Material for the task =
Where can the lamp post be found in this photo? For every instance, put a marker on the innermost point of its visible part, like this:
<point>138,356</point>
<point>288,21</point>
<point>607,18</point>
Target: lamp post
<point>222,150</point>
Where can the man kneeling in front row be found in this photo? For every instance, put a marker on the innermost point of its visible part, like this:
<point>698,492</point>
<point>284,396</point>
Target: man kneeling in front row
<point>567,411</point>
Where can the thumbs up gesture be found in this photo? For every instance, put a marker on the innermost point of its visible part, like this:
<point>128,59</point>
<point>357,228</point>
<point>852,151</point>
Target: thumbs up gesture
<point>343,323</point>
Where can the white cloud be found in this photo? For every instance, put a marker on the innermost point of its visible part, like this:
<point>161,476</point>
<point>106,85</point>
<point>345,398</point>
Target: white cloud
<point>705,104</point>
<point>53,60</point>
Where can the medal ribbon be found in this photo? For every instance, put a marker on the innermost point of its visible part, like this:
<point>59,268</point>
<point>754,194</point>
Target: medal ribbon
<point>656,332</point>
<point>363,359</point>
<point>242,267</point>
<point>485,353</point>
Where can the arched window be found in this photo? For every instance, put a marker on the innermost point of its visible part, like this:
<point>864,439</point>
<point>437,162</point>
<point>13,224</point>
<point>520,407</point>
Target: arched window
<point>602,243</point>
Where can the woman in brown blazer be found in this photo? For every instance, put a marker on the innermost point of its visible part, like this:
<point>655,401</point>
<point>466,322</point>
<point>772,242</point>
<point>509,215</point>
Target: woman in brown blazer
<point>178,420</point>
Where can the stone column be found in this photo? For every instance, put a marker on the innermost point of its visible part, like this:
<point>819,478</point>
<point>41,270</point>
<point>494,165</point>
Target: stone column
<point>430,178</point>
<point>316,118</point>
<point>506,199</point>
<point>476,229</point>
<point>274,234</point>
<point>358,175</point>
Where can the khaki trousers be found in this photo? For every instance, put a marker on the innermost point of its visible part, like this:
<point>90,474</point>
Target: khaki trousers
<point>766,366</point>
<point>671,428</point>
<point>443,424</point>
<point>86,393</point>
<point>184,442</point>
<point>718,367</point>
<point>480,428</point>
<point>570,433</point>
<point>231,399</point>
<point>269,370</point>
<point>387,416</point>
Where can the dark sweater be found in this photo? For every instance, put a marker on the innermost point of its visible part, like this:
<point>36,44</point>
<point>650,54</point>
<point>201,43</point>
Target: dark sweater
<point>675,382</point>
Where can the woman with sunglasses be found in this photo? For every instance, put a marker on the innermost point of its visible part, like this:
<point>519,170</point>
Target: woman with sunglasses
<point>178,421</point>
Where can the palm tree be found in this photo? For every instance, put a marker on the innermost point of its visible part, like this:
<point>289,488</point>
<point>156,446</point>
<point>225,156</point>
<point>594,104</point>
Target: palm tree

The request = Copy the items above word for word, starting at the line that contains "Where can the palm" and ending with the last line of the items.

Answer to the task =
Where can the palm tree be found in this photo? For every instance, put a marker on the innermost point of its visible part, like this:
<point>289,488</point>
<point>156,446</point>
<point>225,156</point>
<point>594,104</point>
Target: palm tree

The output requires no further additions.